Exercise instructions:
Below are some entries; can you quote all of them exactly?

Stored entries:
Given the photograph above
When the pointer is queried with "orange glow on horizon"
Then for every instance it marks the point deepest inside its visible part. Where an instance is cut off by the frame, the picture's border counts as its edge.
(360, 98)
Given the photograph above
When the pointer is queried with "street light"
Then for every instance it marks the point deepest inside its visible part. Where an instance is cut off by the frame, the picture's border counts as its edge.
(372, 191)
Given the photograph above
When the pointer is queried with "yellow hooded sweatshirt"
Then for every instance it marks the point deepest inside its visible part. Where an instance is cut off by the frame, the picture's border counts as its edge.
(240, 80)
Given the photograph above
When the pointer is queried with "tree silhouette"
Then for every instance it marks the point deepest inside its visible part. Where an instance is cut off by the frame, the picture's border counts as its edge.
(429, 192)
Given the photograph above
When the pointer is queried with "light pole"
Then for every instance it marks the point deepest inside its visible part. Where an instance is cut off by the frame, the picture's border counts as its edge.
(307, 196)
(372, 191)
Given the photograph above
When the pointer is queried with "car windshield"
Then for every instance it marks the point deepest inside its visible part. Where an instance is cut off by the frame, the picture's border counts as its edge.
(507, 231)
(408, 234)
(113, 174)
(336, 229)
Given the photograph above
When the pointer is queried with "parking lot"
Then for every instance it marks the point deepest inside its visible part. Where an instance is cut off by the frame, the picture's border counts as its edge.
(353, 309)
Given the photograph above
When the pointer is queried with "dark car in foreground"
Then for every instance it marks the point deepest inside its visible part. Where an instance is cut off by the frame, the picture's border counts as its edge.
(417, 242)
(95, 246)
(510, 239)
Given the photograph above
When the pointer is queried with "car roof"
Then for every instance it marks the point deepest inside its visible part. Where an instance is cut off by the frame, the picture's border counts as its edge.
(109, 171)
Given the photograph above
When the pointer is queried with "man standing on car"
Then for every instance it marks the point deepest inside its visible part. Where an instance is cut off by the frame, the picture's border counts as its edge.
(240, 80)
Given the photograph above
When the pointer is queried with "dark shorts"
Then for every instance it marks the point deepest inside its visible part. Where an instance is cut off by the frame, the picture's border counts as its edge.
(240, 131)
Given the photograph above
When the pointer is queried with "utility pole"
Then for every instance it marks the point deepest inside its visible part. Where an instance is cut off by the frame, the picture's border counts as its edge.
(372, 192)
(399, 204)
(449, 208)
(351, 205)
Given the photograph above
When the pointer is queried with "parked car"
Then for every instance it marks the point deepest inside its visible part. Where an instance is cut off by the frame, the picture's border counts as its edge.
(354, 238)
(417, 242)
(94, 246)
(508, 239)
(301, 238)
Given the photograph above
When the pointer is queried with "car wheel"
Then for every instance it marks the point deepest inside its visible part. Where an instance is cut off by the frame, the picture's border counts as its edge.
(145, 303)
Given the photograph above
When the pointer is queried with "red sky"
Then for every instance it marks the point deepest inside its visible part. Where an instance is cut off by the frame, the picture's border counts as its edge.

Written solution:
Given the photograph above
When the pointer is queried with "orange glow on horizon"
Then for every instance it marks the point deepest inside its visible part. Where an instance is cut off by the frame, the picture's border counts as its edge.
(360, 98)
Given the photograph above
When the pointer is queried with "street light"
Then for every instance it marks the point deepest inside its visible part. Where an instance is cut off by the frame, the picture's border counts as its edge.
(372, 191)
Given the photograph above
When the pointer is queried with "yellow hooded sweatshirt"
Then for every instance it marks the point deepest inside its visible part. Where an instance is cut off by the frame, the picture's border counts as its edge.
(240, 80)
Given the photograph above
When the pointer is queried with "tree silhouette"
Then for every instance it marks the point deepest inside its visible part. Where an instance is cut off by the frame, the picture's border counts as its edge.
(429, 192)
Given the photograph above
When the pointer is queried with "light pole"
Then for every instance it marks the point deepest inside its visible part. Where an instance is cut off by the frame, the picture's border counts as its edge.
(307, 196)
(372, 191)
Given the photograph above
When the pointer is queried with "car windshield"
Then for every instance it marks the point deepest inside its visible part. Where an instance is cut off by the frame, the picture's border counts as its edge.
(507, 231)
(408, 234)
(113, 174)
(336, 229)
Given the photograph above
When the pointer is queried with "parking lot"
Then for every instance it marks the point deepest inside its visible part. Where an instance is cut off by the frame, the picture's border counts as its edge.
(353, 309)
Given the photograph above
When the pointer is queried with "dark car in foreground"
Then for every instance it marks the point deepest inside its visible part. Where an instance is cut off by the frame, the picture's border counts as its edge.
(417, 242)
(95, 246)
(510, 239)
Given the photograph above
When the pointer is queried with "car roof"
Then for every instance it marks the point deepest inside its visible part. Where an instance is cut off by the frame, the picture's border counts as its edge.
(109, 171)
Given the photograph above
When the pointer is queried with "man standing on car"
Then for every instance it marks the point deepest inside its visible part. Where an instance is cut off by the frame, the picture's border counts as its edge.
(240, 80)
Given the photograph above
When the pointer is queried with "dark shorts"
Then for every instance it marks the point deepest inside its visible part. Where an instance is cut off by the frame, the picture's border counts as its edge.
(240, 131)
Given the photograph above
When the pointer is queried with "utility pole"
Then for every instance it marks the point deepest inside its visible part. Where an instance is cut off by the frame, the picture's border counts as its edge.
(372, 192)
(399, 204)
(449, 208)
(351, 205)
Given the photograph above
When the pointer is queried with "parked car"
Then for every instance it marks the point deepest inside its visible part. Where an instance is cut off by the frame, the picture's border counts as its edge.
(354, 238)
(417, 242)
(94, 246)
(508, 239)
(301, 238)
Given the photograph above
When the pointer is queried with "car wheel"
Then for every instance it marks the point deepest inside its visible part. Where an instance is cut off by the frame, the picture's border counts as its edge.
(145, 303)
Given the photograph above
When the pointer is queried with "red sky"
Then for every instance it marks the point deepest inside its visible part. Where an instance is cut off by the frame, the picture's border counts as its edge.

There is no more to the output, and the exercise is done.